Collect every line in the entries below that contains the string "sunglasses". Matches must agree in case.

* [Dataset records]:
##########

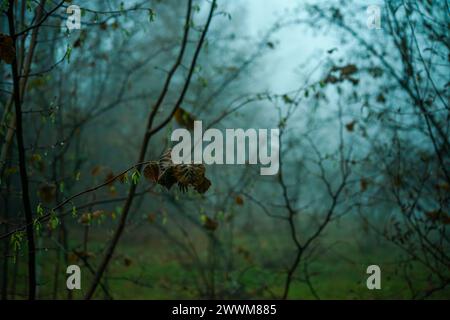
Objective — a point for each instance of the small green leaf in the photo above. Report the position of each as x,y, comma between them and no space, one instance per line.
135,176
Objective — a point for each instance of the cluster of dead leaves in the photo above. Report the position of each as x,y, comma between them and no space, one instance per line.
339,74
438,216
7,51
166,173
184,118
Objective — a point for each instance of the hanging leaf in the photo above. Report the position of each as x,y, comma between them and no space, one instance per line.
151,171
239,200
350,126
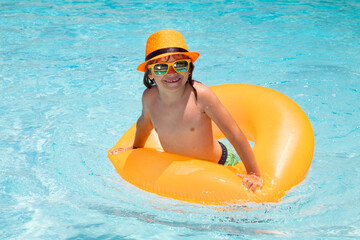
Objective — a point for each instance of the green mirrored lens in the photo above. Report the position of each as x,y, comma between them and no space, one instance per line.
160,69
181,66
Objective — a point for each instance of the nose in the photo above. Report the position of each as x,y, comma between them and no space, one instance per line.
171,70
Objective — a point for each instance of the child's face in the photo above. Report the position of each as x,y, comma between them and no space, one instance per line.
172,79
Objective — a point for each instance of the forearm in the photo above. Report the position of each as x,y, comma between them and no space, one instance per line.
143,130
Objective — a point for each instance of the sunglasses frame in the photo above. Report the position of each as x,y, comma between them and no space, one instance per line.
169,64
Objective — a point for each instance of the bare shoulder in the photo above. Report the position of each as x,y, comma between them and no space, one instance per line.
150,95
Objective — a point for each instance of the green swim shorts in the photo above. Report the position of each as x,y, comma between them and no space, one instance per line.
228,156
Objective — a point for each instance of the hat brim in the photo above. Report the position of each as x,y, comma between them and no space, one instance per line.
192,55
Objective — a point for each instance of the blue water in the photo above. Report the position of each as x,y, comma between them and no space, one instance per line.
69,90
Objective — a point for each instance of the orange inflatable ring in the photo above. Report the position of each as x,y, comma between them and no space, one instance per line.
284,146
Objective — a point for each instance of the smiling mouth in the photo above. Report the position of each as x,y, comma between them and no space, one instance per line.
172,80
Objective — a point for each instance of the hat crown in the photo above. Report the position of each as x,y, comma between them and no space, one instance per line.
165,39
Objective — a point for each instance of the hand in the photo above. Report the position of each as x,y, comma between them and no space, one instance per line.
119,150
251,181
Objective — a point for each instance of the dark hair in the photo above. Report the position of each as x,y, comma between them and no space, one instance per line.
149,83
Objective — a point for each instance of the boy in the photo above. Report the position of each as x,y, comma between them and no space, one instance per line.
181,109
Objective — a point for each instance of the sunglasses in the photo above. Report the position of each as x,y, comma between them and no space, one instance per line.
180,66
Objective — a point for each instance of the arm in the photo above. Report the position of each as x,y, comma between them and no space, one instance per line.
223,119
143,130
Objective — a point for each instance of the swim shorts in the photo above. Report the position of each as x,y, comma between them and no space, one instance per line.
228,156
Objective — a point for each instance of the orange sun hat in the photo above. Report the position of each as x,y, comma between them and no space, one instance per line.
164,43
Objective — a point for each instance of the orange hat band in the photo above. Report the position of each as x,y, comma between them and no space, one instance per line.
164,50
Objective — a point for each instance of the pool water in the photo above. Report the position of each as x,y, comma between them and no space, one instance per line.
69,90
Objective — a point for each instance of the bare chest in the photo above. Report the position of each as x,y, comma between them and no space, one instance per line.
178,120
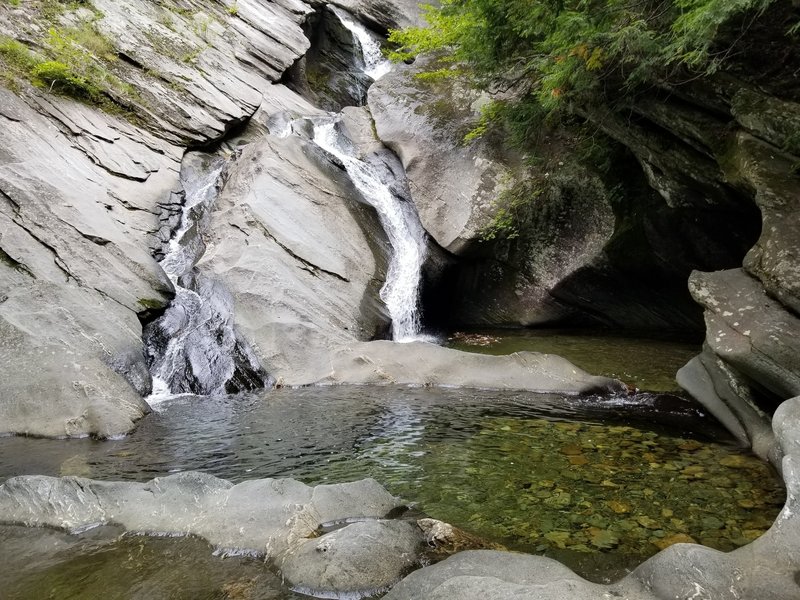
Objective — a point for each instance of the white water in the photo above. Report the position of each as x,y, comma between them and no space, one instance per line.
375,65
406,235
200,354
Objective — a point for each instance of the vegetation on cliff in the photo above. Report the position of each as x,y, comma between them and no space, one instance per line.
556,53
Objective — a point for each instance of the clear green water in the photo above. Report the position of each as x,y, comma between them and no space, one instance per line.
648,363
590,481
43,564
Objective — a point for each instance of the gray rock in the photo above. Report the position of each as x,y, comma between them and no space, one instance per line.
200,71
727,396
387,14
775,259
302,256
421,363
365,558
453,186
274,518
85,196
79,194
764,569
750,331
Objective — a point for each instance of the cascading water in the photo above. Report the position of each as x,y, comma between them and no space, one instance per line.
401,223
375,65
193,347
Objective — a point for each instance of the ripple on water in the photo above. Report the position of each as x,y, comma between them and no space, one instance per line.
588,481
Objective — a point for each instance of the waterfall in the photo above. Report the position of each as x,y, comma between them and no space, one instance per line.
375,65
193,347
406,235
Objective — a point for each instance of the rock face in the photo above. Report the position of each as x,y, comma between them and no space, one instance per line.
79,195
387,14
289,215
562,240
278,519
302,256
765,568
82,193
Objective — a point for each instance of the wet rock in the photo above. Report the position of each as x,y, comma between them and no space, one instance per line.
274,518
386,14
751,356
76,270
765,568
288,219
444,538
362,558
420,363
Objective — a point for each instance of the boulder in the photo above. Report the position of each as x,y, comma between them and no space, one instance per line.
765,568
302,256
751,357
278,519
426,364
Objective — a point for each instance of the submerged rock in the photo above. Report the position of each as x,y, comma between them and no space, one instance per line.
278,519
765,568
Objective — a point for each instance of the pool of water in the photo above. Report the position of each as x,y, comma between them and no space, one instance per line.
599,483
40,564
644,361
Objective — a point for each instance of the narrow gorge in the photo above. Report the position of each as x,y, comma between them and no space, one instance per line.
280,318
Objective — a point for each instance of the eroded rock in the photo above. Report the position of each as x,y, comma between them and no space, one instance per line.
274,518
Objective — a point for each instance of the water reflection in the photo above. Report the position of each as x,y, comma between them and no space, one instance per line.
600,483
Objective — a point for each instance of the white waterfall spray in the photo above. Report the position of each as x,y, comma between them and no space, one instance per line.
193,346
406,235
375,65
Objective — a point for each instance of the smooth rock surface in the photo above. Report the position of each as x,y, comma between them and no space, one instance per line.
453,186
274,518
302,256
363,558
387,14
750,331
764,569
79,199
421,363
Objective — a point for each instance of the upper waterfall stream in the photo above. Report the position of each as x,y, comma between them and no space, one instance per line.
401,223
193,347
375,65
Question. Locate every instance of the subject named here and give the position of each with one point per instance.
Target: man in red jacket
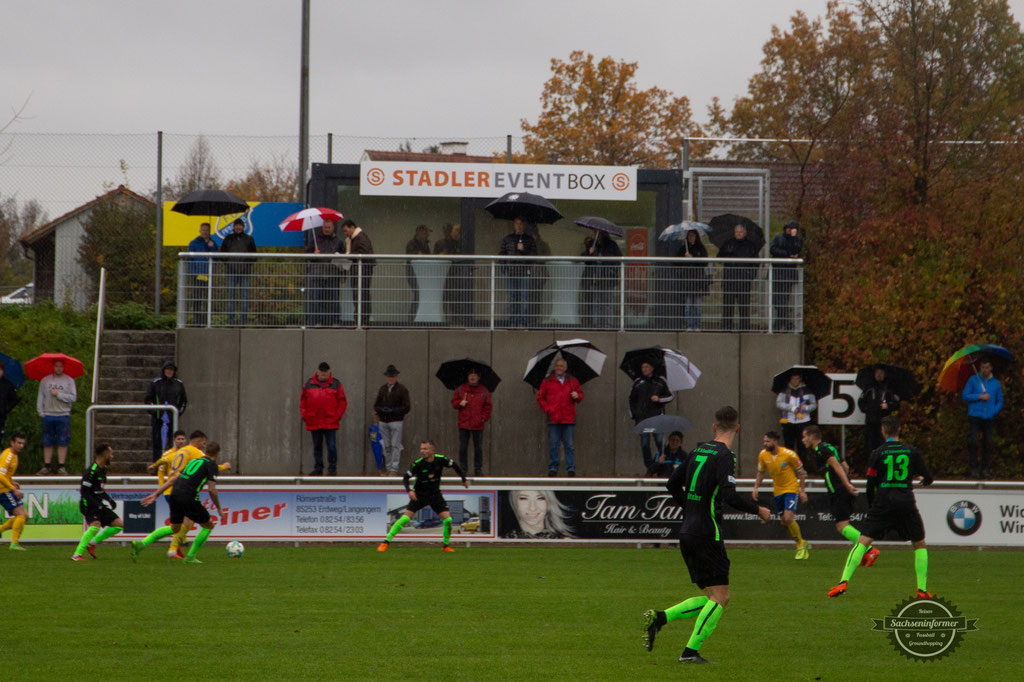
(558, 396)
(473, 402)
(322, 407)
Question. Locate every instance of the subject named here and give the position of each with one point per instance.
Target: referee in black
(891, 472)
(699, 485)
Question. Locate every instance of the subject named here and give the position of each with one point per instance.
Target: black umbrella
(454, 373)
(584, 358)
(816, 380)
(532, 208)
(722, 226)
(663, 424)
(210, 202)
(601, 224)
(898, 379)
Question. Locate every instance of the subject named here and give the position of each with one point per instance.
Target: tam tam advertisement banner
(396, 178)
(286, 513)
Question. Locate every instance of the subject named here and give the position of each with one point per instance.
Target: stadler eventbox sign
(396, 178)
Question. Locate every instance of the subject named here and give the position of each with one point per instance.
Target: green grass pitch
(482, 613)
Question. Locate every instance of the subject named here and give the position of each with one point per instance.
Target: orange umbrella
(42, 366)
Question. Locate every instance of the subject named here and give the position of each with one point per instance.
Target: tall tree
(594, 113)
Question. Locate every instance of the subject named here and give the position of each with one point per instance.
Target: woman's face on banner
(531, 508)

##########

* [Task output]:
Objective — a point for each instance of the sunglasses frame in the photo above. Report the position of each as x,y, comma between them and no space, one instance per line.
Objective — a point for each instance of the sunglasses in the photo above. Report the position of each as x,y, comma between them and no space, one instance per line.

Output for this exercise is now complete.